- Supplied records
○ ○ ○ ○

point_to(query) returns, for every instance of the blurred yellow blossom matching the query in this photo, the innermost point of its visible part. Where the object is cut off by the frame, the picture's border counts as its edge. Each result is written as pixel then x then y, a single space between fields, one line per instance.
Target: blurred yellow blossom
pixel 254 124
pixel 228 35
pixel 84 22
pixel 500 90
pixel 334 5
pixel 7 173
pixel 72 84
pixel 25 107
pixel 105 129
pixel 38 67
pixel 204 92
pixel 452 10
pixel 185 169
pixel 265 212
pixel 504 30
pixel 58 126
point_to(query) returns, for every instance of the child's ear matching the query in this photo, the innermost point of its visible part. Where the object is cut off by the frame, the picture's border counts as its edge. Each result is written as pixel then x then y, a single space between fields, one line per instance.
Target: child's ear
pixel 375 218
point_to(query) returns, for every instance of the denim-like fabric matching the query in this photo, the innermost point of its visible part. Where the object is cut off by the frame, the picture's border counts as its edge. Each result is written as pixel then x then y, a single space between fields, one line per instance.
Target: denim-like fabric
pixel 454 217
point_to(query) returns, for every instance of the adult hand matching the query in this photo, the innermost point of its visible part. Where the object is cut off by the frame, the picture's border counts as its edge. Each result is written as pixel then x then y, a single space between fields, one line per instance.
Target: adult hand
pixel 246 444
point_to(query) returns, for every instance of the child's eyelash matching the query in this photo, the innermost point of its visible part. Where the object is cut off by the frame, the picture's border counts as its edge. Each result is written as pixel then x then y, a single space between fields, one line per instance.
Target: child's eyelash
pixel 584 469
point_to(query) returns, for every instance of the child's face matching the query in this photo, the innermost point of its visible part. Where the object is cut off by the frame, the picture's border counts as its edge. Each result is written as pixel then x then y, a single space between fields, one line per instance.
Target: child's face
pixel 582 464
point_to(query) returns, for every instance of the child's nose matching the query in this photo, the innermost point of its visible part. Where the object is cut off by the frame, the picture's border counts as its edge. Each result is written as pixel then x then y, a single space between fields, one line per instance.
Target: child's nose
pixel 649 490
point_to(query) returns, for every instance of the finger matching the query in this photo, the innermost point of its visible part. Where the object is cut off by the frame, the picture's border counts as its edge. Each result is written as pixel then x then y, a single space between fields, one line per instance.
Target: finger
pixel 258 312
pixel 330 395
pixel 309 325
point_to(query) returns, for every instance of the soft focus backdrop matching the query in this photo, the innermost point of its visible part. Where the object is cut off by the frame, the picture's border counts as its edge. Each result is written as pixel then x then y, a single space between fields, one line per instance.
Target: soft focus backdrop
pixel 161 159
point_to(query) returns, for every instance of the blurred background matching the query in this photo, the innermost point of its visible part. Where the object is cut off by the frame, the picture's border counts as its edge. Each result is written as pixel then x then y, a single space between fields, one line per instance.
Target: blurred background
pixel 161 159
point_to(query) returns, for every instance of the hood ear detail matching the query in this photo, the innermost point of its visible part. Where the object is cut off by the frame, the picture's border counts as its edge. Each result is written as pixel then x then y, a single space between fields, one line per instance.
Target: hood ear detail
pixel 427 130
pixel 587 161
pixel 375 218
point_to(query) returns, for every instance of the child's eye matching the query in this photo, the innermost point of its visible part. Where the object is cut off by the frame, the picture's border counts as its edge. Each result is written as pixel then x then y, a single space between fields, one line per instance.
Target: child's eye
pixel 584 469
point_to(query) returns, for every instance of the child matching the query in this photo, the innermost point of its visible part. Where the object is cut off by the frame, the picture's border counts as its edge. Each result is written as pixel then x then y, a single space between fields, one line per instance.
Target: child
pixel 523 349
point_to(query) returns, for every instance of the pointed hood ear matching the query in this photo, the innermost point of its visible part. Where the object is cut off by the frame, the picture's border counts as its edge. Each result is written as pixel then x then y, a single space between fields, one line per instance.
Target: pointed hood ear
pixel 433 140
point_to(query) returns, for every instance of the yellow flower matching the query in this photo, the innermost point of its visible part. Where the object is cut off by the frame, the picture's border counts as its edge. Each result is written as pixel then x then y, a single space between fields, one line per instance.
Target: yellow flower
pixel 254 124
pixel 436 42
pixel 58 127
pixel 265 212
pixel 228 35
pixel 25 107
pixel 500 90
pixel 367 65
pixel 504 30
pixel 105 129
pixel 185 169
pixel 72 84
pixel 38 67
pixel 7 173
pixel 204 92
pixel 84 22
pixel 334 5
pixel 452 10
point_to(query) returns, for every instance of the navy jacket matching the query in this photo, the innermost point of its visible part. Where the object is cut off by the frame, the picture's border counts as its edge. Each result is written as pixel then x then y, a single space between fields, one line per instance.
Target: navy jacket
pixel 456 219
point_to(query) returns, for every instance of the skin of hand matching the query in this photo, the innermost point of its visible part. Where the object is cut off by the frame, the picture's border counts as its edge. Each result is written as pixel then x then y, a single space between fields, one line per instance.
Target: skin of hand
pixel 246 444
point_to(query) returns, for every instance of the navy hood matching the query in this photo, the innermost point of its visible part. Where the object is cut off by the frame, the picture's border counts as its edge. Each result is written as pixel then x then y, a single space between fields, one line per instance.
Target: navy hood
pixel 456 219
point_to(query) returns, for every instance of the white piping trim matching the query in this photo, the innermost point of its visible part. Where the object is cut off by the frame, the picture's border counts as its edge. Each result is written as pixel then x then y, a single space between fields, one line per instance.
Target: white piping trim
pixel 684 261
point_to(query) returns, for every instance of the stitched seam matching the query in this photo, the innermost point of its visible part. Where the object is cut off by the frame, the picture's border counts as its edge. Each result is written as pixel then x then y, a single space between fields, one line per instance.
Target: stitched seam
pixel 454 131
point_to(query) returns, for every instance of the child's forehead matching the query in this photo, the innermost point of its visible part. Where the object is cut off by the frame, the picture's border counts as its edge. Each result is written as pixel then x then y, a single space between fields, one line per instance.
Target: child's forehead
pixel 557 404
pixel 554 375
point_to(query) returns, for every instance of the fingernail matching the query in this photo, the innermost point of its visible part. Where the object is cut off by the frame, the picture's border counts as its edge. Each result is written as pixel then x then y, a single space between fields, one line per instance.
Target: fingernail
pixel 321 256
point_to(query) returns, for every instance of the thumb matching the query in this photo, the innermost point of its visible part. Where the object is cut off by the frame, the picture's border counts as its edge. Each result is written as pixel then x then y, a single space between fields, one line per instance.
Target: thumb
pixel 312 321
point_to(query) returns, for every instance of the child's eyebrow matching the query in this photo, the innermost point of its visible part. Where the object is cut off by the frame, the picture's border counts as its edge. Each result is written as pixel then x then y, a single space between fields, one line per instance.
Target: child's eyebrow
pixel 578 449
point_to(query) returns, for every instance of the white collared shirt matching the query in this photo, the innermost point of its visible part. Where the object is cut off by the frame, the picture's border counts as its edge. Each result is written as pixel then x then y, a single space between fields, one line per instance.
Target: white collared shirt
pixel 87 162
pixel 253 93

○ ○ ○ ○

- What you need to do
Nothing in the data may change. Give it again in full.

- Task output
point_to(query) returns, for every instance of the blurred yellow blossom matching the query in this photo, the innermost point of its visible part. Where the object is cut off by the frame, the picture's border counts as its edge. Each result is written as pixel then x then y, a single space between fields, one line per instance.
Target: blurred yellow blossom
pixel 254 124
pixel 228 35
pixel 84 22
pixel 500 90
pixel 334 5
pixel 7 173
pixel 72 84
pixel 25 107
pixel 105 129
pixel 38 67
pixel 204 92
pixel 452 10
pixel 185 169
pixel 265 212
pixel 504 30
pixel 58 126
point_to(query) returns, for every instance of the child's ear matching the query in this photo, the innermost point of its visible part. Where the object is cut off by the frame, the picture's border counts as its edge. Each result is written as pixel then x then y, a single space between fields, one line per instance.
Target: child's ear
pixel 375 218
point_to(query) returns, for every instance of the denim-like fabric matching the query in this photo, the innermost point of its visible part. Where the object is cut off by the frame, the picture's border counts as its edge. Each result is written as pixel then x then y, a single space between fields, one line per instance.
Target: denim-like fabric
pixel 454 217
point_to(query) returns, for every instance of the adult hand matching the query in this photo, the innermost point of its visible part. Where the object is cut off by the frame, the picture's border counts as its edge. Each result is written as pixel then x then y, a single space between fields, one line per instance.
Target: adult hand
pixel 246 444
point_to(query) returns, for every instance of the child's eyelash matching the query in this photo, the innermost point of its visible part. Where the object is cut off by the frame, the picture's border counts as its edge. Each result is written as pixel then x then y, a single space between fields, one line per instance.
Target: child's eyelash
pixel 584 469
point_to(query) returns, for every instance of the child's face matching the query in this photo, the innermost point of its visible part. Where the object is cut off by the frame, the picture's border counts as its edge. Each result is written as pixel then x then y, a single space between fields, one line per instance.
Target: child's face
pixel 582 464
point_to(query) returns, for every instance of the child's nose matching the query in this photo, the innermost point of its visible part. Where the object is cut off by the frame, the picture's border counts as its edge. Each result is written as pixel then x then y, a single space between fields, one line per instance.
Target: child's nose
pixel 649 490
point_to(query) returns, for every instance of the finger matching the query in this photo, the innermost point of its visible part. Where the object is cut off by the frame, the picture's border counts as its edge. Each result is written as pixel then x then y, a single space between fields, one line per instance.
Target: finger
pixel 258 312
pixel 330 395
pixel 309 325
point_to(query) returns, for every instance of the soft focus backdrop matching the query in this photo, the innermost point of its visible part. Where the object is cut off by the frame, the picture's border counts as its edge. Each result is written as pixel then x then y, a single space between fields, one line per instance.
Target: soft focus backdrop
pixel 161 159
point_to(query) returns, for every instance of the blurred background matching the query in this photo, the innermost point of its visible part. Where the object is cut off by the frame, the picture's border counts as its edge. Each result is written as pixel then x then y, a single space between fields, one line per instance.
Target: blurred background
pixel 161 159
point_to(query) returns, for every instance of the hood ear detail matching the query in this photo, the innermost point of its visible part. Where the object is cut off by the frame, the picture's border counts as its edge. Each result is written as pixel then x then y, a single space between fields, one line per instance.
Target: hood ear detail
pixel 427 130
pixel 587 161
pixel 375 218
point_to(query) returns, for every instance of the child's eye matching the query in this photo, the innermost point of its visible part. Where the object is cut off by the frame, the picture's border counts as its edge. Each result is written as pixel then x then y, a single space between fields, one line per instance.
Target: child's eye
pixel 584 469
point_to(query) returns, for every instance of the child matching the query in this photo, the innermost point of its visible part. Where the object is cut off by the frame, the picture's border counts as its edge. Each result is written as pixel then x then y, a single space between fields, one line per instance.
Target: child
pixel 523 349
point_to(query) returns, for every instance of the pointed hood ear matching the query in this photo, the innermost point of its visible part. Where the object is cut off by the frame, the picture's border counts as its edge. Each result is written as pixel then x then y, a single space between fields, one line per instance.
Target: pointed hood ear
pixel 433 140
point_to(query) returns, for every instance of the yellow flower matching the query in this photo, the innermost point of its visible part. Where the object is cut off by the frame, the picture's border counts as its edge. Each result is written as pixel then x then y, a single space between fields, one line per instance.
Target: yellow flower
pixel 254 124
pixel 436 42
pixel 58 127
pixel 265 212
pixel 228 35
pixel 25 107
pixel 500 90
pixel 367 65
pixel 504 30
pixel 105 129
pixel 185 169
pixel 72 84
pixel 38 67
pixel 7 173
pixel 204 92
pixel 84 22
pixel 334 5
pixel 452 10
point_to(query) returns, for every instance of the navy jacket matching the query in this photo, the innermost point of its visible part. Where the object is cut off by the frame, the picture's border counts as its edge. Each result is written as pixel then x then y, a single space between fields, one line per instance.
Target: navy jacket
pixel 456 219
point_to(query) returns, for every instance of the skin of hand matching the query in this photo, the innermost point of its visible part. Where the object is cut off by the frame, the picture's border counts as its edge. Each result is written as pixel then x then y, a single space between fields, one line per instance.
Target: skin of hand
pixel 246 444
point_to(query) returns, for every instance of the navy hood matching the query in this photo, the innermost point of its visible part. Where the object is cut off by the frame, the picture's border counts as its edge. Each result is written as pixel then x then y, a single space between fields, one line per instance.
Target: navy hood
pixel 456 219
point_to(query) returns, for every instance of the white piping trim matching the query in this photo, the innermost point of its visible part. Where the object is cut off by the frame, the picture's border counts as its edge. Each result is written as pixel then x then y, a single space between fields, one line per instance.
Target: white piping trim
pixel 684 261
point_to(query) returns, for every instance of the stitched seam matching the query in this photo, the innermost point of its visible part. Where the object is cut off by the frame, the picture's border counts as its edge. Each result is written as pixel then x then y, a single space between fields, one line per instance.
Target: stitched seam
pixel 454 131
point_to(query) returns, for every instance of the child's forehead matching the query in this photo, the innermost point of its visible part. Where the object is cut off by the frame, the picture's border counts as its edge. Each result is written as pixel then x then y, a single space between fields, one line per instance.
Target: child's forehead
pixel 557 404
pixel 554 375
point_to(query) returns, for every instance of the fingernail matching the query in this photo, the innermost point of its visible part. Where the object is cut off by the frame, the picture's border counts as its edge. Each result is written as pixel then x then y, a single space between fields, one line per instance.
Target: fingernail
pixel 321 256
point_to(query) returns, for every instance of the thumb matching the query in this photo, the innermost point of its visible part. Where the object is cut off by the frame, the picture's border counts as its edge. Each result is written as pixel then x then y, a single space between fields, one line per instance.
Target: thumb
pixel 312 321
point_to(query) returns, for every instance of the child's eyebrow matching the query in this photo, the innermost point of its visible part. Where the object is cut off by the frame, the picture's border counts as its edge. Each result is written as pixel then x then y, a single space between fields, one line per instance.
Target: child's eyebrow
pixel 578 449
point_to(query) returns, for every instance of the white collared shirt matching the query in this photo, the innermost point of its visible part. Where the object is cut off by the frame, the picture's border counts as its edge. Each result is written as pixel then x then y, a single space between fields, one line per instance.
Target: white collared shirt
pixel 87 162
pixel 253 93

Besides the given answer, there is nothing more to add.